Supplied information:
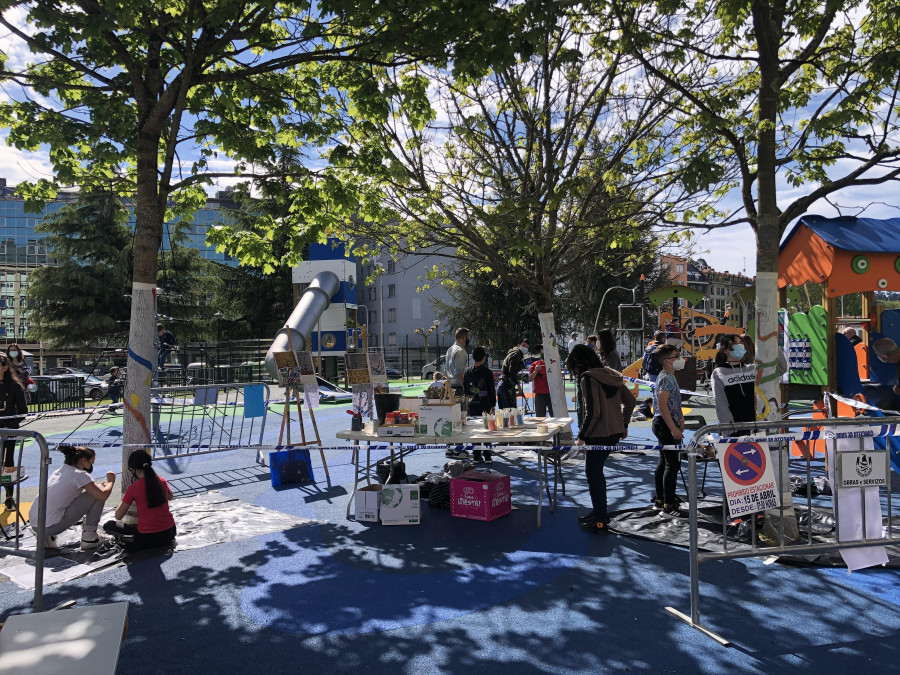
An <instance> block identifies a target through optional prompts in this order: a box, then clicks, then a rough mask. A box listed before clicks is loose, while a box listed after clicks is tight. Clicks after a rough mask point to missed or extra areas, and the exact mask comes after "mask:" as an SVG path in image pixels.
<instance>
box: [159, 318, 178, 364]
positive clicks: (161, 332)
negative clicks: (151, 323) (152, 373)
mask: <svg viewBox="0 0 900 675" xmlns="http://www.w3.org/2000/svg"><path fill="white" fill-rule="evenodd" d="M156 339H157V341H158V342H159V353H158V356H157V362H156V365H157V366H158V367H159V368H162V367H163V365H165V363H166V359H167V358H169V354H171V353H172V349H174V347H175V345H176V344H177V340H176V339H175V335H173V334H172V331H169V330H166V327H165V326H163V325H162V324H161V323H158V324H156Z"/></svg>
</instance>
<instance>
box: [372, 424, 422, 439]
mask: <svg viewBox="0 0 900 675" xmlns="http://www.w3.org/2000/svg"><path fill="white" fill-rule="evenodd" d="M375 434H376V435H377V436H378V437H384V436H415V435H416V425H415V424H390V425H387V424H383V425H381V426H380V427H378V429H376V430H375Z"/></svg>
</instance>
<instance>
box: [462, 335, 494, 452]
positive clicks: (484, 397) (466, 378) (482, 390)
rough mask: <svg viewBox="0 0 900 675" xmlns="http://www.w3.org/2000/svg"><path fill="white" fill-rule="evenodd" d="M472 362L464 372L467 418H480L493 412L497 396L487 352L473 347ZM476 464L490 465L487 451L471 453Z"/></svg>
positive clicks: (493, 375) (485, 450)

==

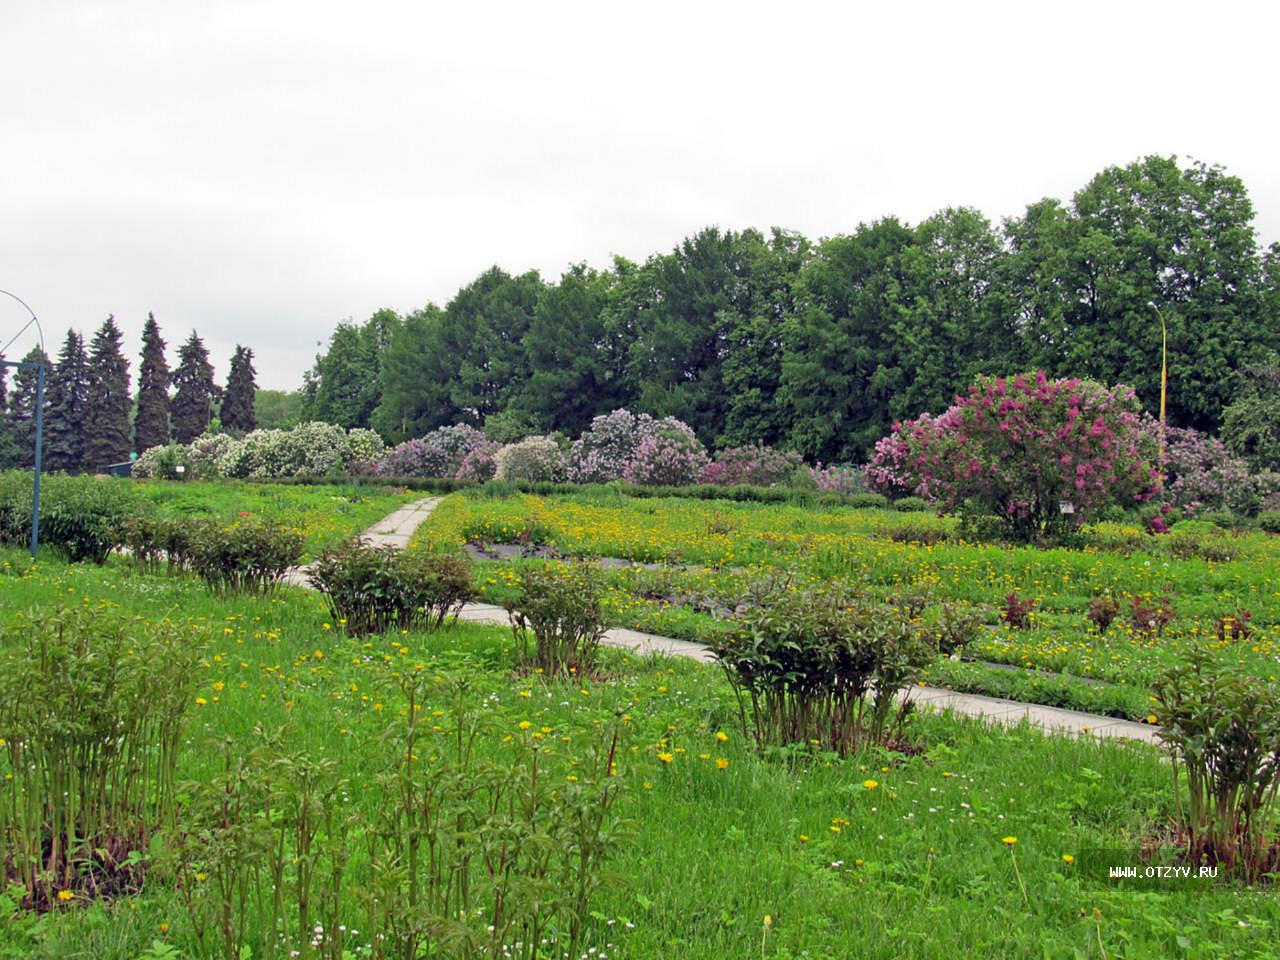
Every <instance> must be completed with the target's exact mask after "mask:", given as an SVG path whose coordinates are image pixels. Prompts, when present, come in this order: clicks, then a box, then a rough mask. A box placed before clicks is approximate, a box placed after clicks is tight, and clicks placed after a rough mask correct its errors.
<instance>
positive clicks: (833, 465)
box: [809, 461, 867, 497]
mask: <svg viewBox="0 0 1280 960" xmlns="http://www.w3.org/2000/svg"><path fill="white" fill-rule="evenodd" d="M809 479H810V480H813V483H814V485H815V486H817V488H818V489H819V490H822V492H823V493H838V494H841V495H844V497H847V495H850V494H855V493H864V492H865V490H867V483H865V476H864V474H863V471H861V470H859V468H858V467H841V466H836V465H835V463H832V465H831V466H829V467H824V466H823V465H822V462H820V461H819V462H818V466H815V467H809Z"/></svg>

Task requirements: From the data above, return every line from the line that has "An <instance> block" up to and including the line that has "positive clicks: (484, 397)", exactly.

Written response:
An <instance> block identifies a target through optional prompts in this order: a box, then clicks, then a rough mask. A box listed before clicks is loose, while a box listed after clicks is tight. Clicks after a rough mask point to missed or extra areas, and the exact mask comes after "mask:" as an SVG path in image pixels.
<instance>
box: [159, 318, 178, 364]
positive clicks: (161, 332)
negative clicks: (151, 323) (152, 373)
mask: <svg viewBox="0 0 900 675" xmlns="http://www.w3.org/2000/svg"><path fill="white" fill-rule="evenodd" d="M156 339H157V341H158V342H159V353H158V356H157V362H156V365H157V366H158V367H159V368H162V367H163V365H165V363H166V359H167V358H169V354H171V353H172V349H174V347H175V345H176V344H177V340H176V339H175V335H173V334H172V331H169V330H166V327H165V326H163V325H162V324H161V323H158V324H156Z"/></svg>
</instance>
<instance>
box: [372, 424, 422, 439]
mask: <svg viewBox="0 0 900 675" xmlns="http://www.w3.org/2000/svg"><path fill="white" fill-rule="evenodd" d="M375 434H376V435H377V436H378V437H384V436H415V435H416V425H415V424H390V425H387V424H383V425H381V426H380V427H378V429H376V430H375Z"/></svg>
</instance>
<instance>
box: [462, 335, 494, 452]
positive clicks: (484, 397) (466, 378) (482, 390)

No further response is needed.